**INSTRUCTIONS TO FOLLOW**
Repeat the material in full. Keep every line exactly as it is.

**INFORMATION GIVEN**
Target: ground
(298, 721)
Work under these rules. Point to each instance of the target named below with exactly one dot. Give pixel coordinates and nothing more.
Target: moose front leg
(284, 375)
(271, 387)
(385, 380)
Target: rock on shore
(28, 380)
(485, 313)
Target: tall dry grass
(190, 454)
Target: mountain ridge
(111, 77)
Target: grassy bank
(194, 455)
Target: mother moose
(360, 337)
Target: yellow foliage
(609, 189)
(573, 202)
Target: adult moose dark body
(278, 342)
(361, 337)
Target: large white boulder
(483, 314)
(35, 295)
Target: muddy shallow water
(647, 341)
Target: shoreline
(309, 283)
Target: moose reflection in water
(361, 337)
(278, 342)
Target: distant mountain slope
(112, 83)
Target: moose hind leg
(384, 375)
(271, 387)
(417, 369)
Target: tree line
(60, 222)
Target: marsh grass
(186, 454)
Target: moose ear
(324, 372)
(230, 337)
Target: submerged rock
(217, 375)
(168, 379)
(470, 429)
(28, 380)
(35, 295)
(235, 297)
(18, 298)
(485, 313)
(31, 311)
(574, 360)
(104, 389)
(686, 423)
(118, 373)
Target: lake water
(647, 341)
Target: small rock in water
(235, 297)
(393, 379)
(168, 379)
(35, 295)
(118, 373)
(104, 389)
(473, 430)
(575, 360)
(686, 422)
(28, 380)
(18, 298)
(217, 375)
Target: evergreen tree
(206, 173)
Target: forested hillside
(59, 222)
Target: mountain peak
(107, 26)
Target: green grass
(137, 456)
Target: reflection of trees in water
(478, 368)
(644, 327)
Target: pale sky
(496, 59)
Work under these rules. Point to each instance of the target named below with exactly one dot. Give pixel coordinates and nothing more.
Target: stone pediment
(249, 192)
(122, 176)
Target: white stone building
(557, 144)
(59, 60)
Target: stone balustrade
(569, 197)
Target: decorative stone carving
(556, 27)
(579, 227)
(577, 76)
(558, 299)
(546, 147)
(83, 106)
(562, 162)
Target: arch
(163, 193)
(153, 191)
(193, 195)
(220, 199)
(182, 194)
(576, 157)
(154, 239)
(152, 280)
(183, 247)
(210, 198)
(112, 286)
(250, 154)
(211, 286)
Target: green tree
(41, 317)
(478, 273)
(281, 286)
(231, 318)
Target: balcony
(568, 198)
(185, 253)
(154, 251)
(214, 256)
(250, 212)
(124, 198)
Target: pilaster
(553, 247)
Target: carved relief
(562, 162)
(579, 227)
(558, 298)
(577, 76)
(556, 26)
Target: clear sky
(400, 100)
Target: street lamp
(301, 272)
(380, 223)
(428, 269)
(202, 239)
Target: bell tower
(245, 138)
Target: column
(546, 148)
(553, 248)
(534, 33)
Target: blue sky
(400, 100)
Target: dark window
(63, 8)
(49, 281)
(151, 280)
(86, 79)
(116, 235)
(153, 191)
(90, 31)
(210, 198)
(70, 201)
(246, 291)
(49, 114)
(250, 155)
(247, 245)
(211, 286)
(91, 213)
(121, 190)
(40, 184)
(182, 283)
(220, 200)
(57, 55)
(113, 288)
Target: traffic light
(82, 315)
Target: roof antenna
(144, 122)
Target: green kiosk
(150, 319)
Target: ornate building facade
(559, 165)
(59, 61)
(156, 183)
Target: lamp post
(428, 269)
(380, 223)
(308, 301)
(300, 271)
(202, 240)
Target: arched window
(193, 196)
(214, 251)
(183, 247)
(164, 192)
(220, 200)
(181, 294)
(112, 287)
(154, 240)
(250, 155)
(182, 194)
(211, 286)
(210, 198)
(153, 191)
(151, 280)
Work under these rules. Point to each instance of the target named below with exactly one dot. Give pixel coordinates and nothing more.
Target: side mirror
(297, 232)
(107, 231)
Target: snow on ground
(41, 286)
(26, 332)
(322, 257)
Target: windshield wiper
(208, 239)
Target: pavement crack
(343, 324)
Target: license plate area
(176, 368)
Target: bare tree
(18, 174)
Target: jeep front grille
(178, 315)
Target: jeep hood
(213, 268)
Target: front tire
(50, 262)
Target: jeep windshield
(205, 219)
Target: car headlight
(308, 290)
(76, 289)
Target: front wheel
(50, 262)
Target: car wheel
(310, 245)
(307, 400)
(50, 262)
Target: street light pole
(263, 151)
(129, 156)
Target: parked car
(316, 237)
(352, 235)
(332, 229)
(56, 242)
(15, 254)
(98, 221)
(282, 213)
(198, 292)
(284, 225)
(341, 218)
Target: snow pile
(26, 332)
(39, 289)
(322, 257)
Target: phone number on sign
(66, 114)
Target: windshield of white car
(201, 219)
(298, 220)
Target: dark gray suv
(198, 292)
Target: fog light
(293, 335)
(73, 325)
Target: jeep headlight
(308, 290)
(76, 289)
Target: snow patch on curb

**RESPONSE TO THIS EXERCISE**
Target: ground
(298, 721)
Work under these rules. Point to each instance of the target named below with exactly one dot. Give pixel coordinates and nothing more.
Target: moose front leg
(284, 375)
(271, 387)
(385, 380)
Target: rock on shore
(28, 380)
(485, 313)
Target: tall dry grass
(190, 454)
Target: mountain ridge
(111, 77)
Target: grassy bank
(194, 455)
Target: mother moose
(360, 337)
Target: yellow foliage
(609, 189)
(573, 202)
Target: adult moose dark body
(278, 342)
(361, 337)
Target: large white boulder
(483, 314)
(35, 295)
Target: muddy shallow water
(647, 341)
Target: shoreline
(309, 283)
Target: moose reflection in water
(361, 337)
(278, 342)
Target: distant mountain slope
(112, 83)
Target: moose hind leg
(384, 375)
(271, 387)
(417, 369)
Target: tree line
(60, 222)
Target: marsh grass
(186, 454)
Target: moose ear
(324, 372)
(230, 337)
Target: submerged rock
(217, 375)
(168, 379)
(470, 429)
(28, 380)
(35, 295)
(235, 297)
(18, 298)
(485, 313)
(31, 311)
(574, 360)
(104, 389)
(686, 423)
(118, 373)
Target: lake water
(647, 341)
Target: small rock in water
(235, 297)
(393, 379)
(168, 379)
(35, 295)
(118, 373)
(104, 389)
(473, 430)
(575, 360)
(686, 422)
(28, 380)
(18, 298)
(217, 375)
Target: evergreen tree
(206, 173)
Target: forested hillside
(59, 222)
Target: mountain peak
(107, 26)
Target: green grass
(137, 456)
Target: reflection of trees in water
(478, 368)
(644, 327)
Target: pale sky
(496, 59)
Work under these rules. Point to each instance of the target named below with exactly one dot. Give pixel coordinates and nothing more.
Target: stone pediment
(249, 192)
(122, 176)
Target: white stone building
(557, 144)
(59, 60)
Target: stone balustrade
(569, 197)
Target: decorative stone carving
(556, 27)
(579, 227)
(577, 76)
(558, 299)
(546, 147)
(83, 106)
(562, 162)
Target: arch
(163, 193)
(153, 191)
(193, 195)
(220, 199)
(182, 194)
(576, 157)
(154, 239)
(152, 280)
(183, 247)
(210, 198)
(112, 286)
(250, 154)
(211, 286)
Target: green tree
(41, 317)
(478, 273)
(281, 286)
(231, 318)
Target: balcony
(568, 198)
(185, 253)
(154, 251)
(214, 256)
(250, 212)
(124, 198)
Target: pilaster
(553, 247)
Target: carved relief
(562, 162)
(579, 227)
(558, 298)
(577, 76)
(556, 26)
Target: clear sky
(400, 100)
Target: street lamp
(301, 272)
(380, 223)
(428, 269)
(202, 239)
Target: bell tower
(245, 138)
Target: column
(546, 148)
(553, 248)
(534, 33)
Target: blue sky
(400, 100)
Target: dark window
(63, 8)
(49, 281)
(151, 280)
(86, 79)
(116, 235)
(153, 191)
(90, 31)
(210, 198)
(70, 201)
(246, 291)
(49, 114)
(250, 155)
(247, 245)
(211, 286)
(91, 213)
(121, 190)
(40, 184)
(182, 283)
(220, 200)
(57, 55)
(113, 288)
Target: traffic light
(82, 315)
Target: roof antenna
(144, 122)
Target: green kiosk
(150, 319)
Target: ornate building facade
(559, 165)
(59, 61)
(156, 183)
Target: lamp post
(428, 269)
(380, 223)
(308, 301)
(300, 271)
(202, 240)
Target: arched window
(193, 196)
(214, 251)
(183, 247)
(164, 192)
(220, 200)
(181, 294)
(112, 287)
(154, 240)
(250, 155)
(182, 194)
(211, 286)
(210, 198)
(153, 191)
(151, 280)
Work under these rules. Point to each instance of the target named below with exactly one dot. Give pixel coordinates and nothing more.
Target: side mirror
(297, 232)
(107, 231)
Target: snow on ground
(41, 286)
(26, 332)
(322, 257)
Target: windshield wiper
(208, 239)
Target: pavement crack
(343, 324)
Target: license plate area
(176, 368)
Target: bare tree
(18, 174)
Target: jeep front grille
(178, 315)
Target: jeep hood
(213, 268)
Target: front tire
(50, 262)
Target: jeep windshield
(205, 219)
Target: car headlight
(308, 290)
(76, 289)
Target: front wheel
(50, 262)
Target: car wheel
(310, 245)
(307, 400)
(50, 262)
Target: street light pole
(263, 151)
(129, 156)
Target: parked car
(316, 237)
(352, 235)
(332, 229)
(56, 242)
(15, 254)
(98, 221)
(282, 213)
(198, 292)
(284, 225)
(341, 218)
Target: snow pile
(26, 332)
(39, 289)
(322, 257)
Target: phone number on sign
(66, 114)
Target: windshield of white car
(201, 219)
(298, 220)
Target: dark gray suv
(198, 292)
Target: fog light
(293, 335)
(73, 325)
Target: jeep headlight
(308, 290)
(76, 289)
Target: snow patch on curb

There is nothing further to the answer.